== PASSAGE SHOWN ==

Studio album by haloblack
- Released: October 1, 1996
- Studio: Various Bit; (Minneapolis, Minnesota); Synergy; (Minneapolis, Minnesota); Twist; (New York City); ;
- Genre: Industrial rock
- Length: 43:38
- Label: Fifth Colvmn
- Producer: Bryan Barton

Haloblack chronology
| raw tension e.p. (1995) | funkyhell (1996) | Throb (2004) |

Alternative cover
- Limited edition cover

= Funkyhell =

funkyhell (or sylized as :funkyhell:) is the second studio album by haloblack, released on November 1, 1994, by Fifth Colvmn Records. The album represented the band's musical shift from a guitar dominated syle into a minimalist approach to dark ambient and electronic music composition.

== Reception ==

Aiding & Abetting gave funkyhell a positive review, saying "I love "dirty" electronic music albums" and "Bryan Black (aka Haloblack) has crafted a fine set of experimental industrial tunes. Tom Schulte of AllMusic called the album "an impressionistic headspace, electronica incompatible for the dancefloors of even neo-gothic club nights." Last Sigh Magazine praised the contributions of the guest artists and said "it continues right where Tension Filter left off, the sound remains constant and is just as good if not better than Tension Filter."

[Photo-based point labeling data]
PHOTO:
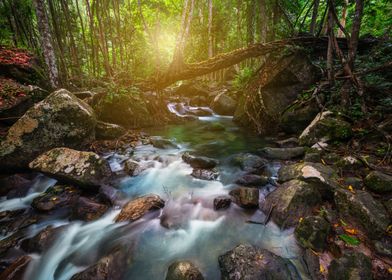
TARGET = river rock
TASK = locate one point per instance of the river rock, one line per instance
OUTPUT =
(249, 262)
(205, 174)
(86, 169)
(59, 196)
(321, 176)
(222, 202)
(223, 104)
(312, 264)
(246, 197)
(351, 266)
(128, 110)
(110, 267)
(261, 106)
(282, 153)
(325, 126)
(249, 163)
(60, 120)
(42, 240)
(136, 208)
(183, 270)
(88, 210)
(312, 232)
(378, 182)
(108, 131)
(162, 143)
(28, 96)
(288, 143)
(291, 201)
(364, 210)
(199, 162)
(17, 269)
(17, 184)
(252, 180)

== EXERCISES TO COMPLETE ==
#1 Return the funkyhell article word for word from "funkyhell (or sylized" to "electronic music composition.".
#2 Answer these from the funkyhell article:
(a) Which label released the album?
(b) Who produced it?
(c) Which AllMusic writer reviewed it?
#3 Write what comes next in the funkyhell article after its last sentence.
The material has no connection to the funkyhell article.

== RESULTS BY TASK ==
#1
funkyhell (or sylized as :funkyhell:) is the second studio album by haloblack, released on November 1, 1994, by Fifth Colvmn Records. The album represented the band's musical shift from a guitar dominated syle into a minimalist approach to dark ambient and electronic music composition.

#2
(a) Fifth Colvmn
(b) Bryan Barton
(c) Tom Schulte

#3
More negative in their critique of the album was Option, who was critical of "the relentless 4/4 beats, the cheap arcade video game soundtracks, the pseudo-creepy whispered vocals and the campy banality of heaaawvy lyrics." Sonic Boom criticized the band's lack of musical progression from their previous work and stated "there is zero deviation in the whispered vocal arrangement, all of the percussion loops are extremely stifled, and many of the sounds are reused from track to track."

Professional ratings
Review scores
| Source | Rating |
| AllMusic |  |

== Track listing ==

| No. | Title | Length |
|---|---|---|
| 1. | "Distractor" | 5:19 |
| 2. | "Regulator" | 4:18 |
| 3. | "Nympho" | 4:52 |
| 4. | "Lovesick" | 5:14 |
| 5. | "Drylips" | 4:30 |
| 6. | "Bounded" | 1:52 |
| 7. | "Fragment" | 3:46 |
| 8. | "Resonance" | 3:46 |
| 9. | "Seducto" | 3:04 |
| 10. | "Into the Tension Filter" | 3:45 |
| 11. | "Untitled" | 3:12 |

== Personnel ==
Adapted from the funkyhell liner notes.

haloblack
- Bryan Barton (as Bryan Black) – vocals, instruments, production, mixing, cover art, recording (1–8)

Additional performers
- Joel Allard – guitar (3, 5, 6, 8), feedback (2)
- John "Servo" DeSalvo – drum programming (6), drums (7)
- Charles Levi – bass guitar (1, 3, 4, 7, 11)
- Krayge Tyler – guitar (1, 4, 7, 11)
- Ned Wahl – bass guitar (2, 5, 6, 8)

Production and design
- Zalman Fishman – executive-production
- John Golden – recording (1–8), engineering and mixing (2, 3, 5, 6, 8)
- Dan Hoyt – mixing (1, 4, 7, 11), engineering (1, 4, 7)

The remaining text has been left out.